[[ Extracted material open ]]

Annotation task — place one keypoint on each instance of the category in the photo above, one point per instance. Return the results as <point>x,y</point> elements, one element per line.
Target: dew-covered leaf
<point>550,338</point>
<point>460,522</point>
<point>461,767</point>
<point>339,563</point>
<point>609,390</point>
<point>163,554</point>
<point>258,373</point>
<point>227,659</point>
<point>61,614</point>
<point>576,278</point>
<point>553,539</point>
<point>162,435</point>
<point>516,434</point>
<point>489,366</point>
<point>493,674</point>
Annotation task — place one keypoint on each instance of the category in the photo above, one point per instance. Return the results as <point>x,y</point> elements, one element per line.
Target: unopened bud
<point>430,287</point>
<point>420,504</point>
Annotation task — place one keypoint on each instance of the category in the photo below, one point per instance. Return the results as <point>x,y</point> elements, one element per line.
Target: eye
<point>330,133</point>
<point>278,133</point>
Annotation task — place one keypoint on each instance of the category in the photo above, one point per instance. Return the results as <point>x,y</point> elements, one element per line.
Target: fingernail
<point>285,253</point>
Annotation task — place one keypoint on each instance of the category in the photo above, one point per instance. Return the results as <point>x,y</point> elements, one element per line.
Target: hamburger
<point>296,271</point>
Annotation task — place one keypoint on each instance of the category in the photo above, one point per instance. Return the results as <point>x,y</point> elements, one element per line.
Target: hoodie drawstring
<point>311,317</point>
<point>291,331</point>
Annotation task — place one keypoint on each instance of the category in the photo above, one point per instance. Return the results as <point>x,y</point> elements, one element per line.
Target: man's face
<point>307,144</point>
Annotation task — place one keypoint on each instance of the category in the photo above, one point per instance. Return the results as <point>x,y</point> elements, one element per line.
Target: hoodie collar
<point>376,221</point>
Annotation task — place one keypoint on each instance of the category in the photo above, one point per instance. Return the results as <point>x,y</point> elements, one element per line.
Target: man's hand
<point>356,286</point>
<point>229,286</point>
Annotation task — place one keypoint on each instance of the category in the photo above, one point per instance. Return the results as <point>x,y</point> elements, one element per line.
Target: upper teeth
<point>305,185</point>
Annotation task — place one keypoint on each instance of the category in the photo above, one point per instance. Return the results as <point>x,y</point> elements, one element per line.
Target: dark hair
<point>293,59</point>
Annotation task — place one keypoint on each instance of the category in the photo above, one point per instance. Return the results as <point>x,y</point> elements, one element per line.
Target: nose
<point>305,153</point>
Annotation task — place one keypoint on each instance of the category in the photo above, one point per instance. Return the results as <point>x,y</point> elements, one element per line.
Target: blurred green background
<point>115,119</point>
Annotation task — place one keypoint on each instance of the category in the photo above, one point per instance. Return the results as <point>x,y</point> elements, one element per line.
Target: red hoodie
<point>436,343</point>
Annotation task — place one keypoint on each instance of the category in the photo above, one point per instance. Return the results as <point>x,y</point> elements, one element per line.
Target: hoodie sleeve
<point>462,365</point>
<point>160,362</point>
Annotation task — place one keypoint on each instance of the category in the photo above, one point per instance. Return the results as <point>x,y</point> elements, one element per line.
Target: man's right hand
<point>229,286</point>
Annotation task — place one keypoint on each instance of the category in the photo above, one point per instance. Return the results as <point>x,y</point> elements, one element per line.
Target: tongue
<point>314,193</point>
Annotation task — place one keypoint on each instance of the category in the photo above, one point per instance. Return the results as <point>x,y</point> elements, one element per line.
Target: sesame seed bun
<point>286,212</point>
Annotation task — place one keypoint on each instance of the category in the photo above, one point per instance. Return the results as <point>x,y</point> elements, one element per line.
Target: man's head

[[ Extracted material closed ]]

### What to do
Could you return every record above exactly as written?

### Result of the task
Annotation task — place one keypoint on each instance of the category in the photo above, one point per instance. Return the results as <point>x,y</point> elements, one element per line.
Target: dew-covered leaf
<point>550,338</point>
<point>460,522</point>
<point>461,767</point>
<point>339,563</point>
<point>609,390</point>
<point>163,554</point>
<point>258,373</point>
<point>227,659</point>
<point>61,614</point>
<point>576,278</point>
<point>553,539</point>
<point>162,435</point>
<point>516,434</point>
<point>489,366</point>
<point>493,674</point>
Annotation task — place one keypoint on each instance of the category in the photo above, one point per instance. Return the results as <point>x,y</point> elements, one element per line.
Target: unopened bud
<point>430,287</point>
<point>420,504</point>
Annotation task — place one keypoint on each instance of the category in the photo below, one point per instance. Return the results as <point>x,y</point> elements, one element per line.
Target: eye
<point>330,133</point>
<point>278,133</point>
Annotation task — place one keypoint on each instance of the category in the photo above, one point per instance. Return the results as <point>x,y</point> elements, one element per line.
Target: fingernail
<point>285,253</point>
Annotation task — place one keypoint on each instance of the category in the photo above, one point per instance. Return the results as <point>x,y</point> elements, one element per line.
Target: hamburger
<point>296,271</point>
Annotation task — place one keypoint on each instance of the category in the photo above, one point per instance. Return the results as <point>x,y</point> elements, one element per line.
Target: hoodie drawstring
<point>311,317</point>
<point>291,331</point>
Annotation task — place one keypoint on each instance of the category in the photo above, one point per instance. Return the results as <point>x,y</point> elements, one element per line.
Target: man's face
<point>307,144</point>
Annotation task — place one keypoint on each instance of the category in the photo above, one point per instance. Return the results as <point>x,y</point> elements, one element per line.
Target: hoodie collar
<point>376,221</point>
Annotation task — place one keypoint on each instance of the category in the photo above, one point per instance. Return the results as <point>x,y</point> elements, one element per line.
Target: man's hand
<point>356,286</point>
<point>229,286</point>
Annotation task — place one keypoint on each instance of the category in the photo above, one point per instance. Return the results as <point>x,y</point> elements, one element per line.
Target: upper teeth
<point>305,185</point>
Annotation task — place one keypoint on each instance of the category in the photo above, one point per instance. Return the results as <point>x,y</point> elements, one element per line.
Target: dark hair
<point>293,59</point>
Annotation task — place one keypoint on each instance of the category in the photo above, one point per instance. Return the results as <point>x,y</point> elements, one element per line.
Target: nose
<point>305,153</point>
Annotation task — place one keypoint on each instance of the category in the photo above, one point per instance. Return the results as <point>x,y</point> elements, one element per line.
Target: blurred green background
<point>115,119</point>
Annotation task — place one keypoint on each instance of the category in the photo above, one point per instance. Return the results as <point>x,y</point> elements, one element per line.
Target: red hoodie
<point>436,343</point>
Annotation task — place one keypoint on each instance of the category in the photo above, one point per instance. Return the results as <point>x,y</point> elements, one element per line.
Target: hoodie sleeve
<point>462,365</point>
<point>160,362</point>
Annotation task — place one keypoint on each instance of the category in the photo above, one point per instance. Return the results as <point>x,y</point> elements, one element per line.
Target: man's right hand
<point>229,286</point>
Annotation task — place one keypoint on each instance of the category in the photo above, one point per instance. Return the results as <point>x,y</point> elements, one element per line.
Target: tongue
<point>314,193</point>
Annotation task — place one keypoint on each instance of the category in the photo above, one point per instance. Return the results as <point>x,y</point> elements, one element per line.
Target: sesame seed bun
<point>286,212</point>
Annotation task — place one keypoint on each instance of the category in the photo above, one point per instance. Return the results as <point>x,y</point> elements, one element per line.
Target: man's head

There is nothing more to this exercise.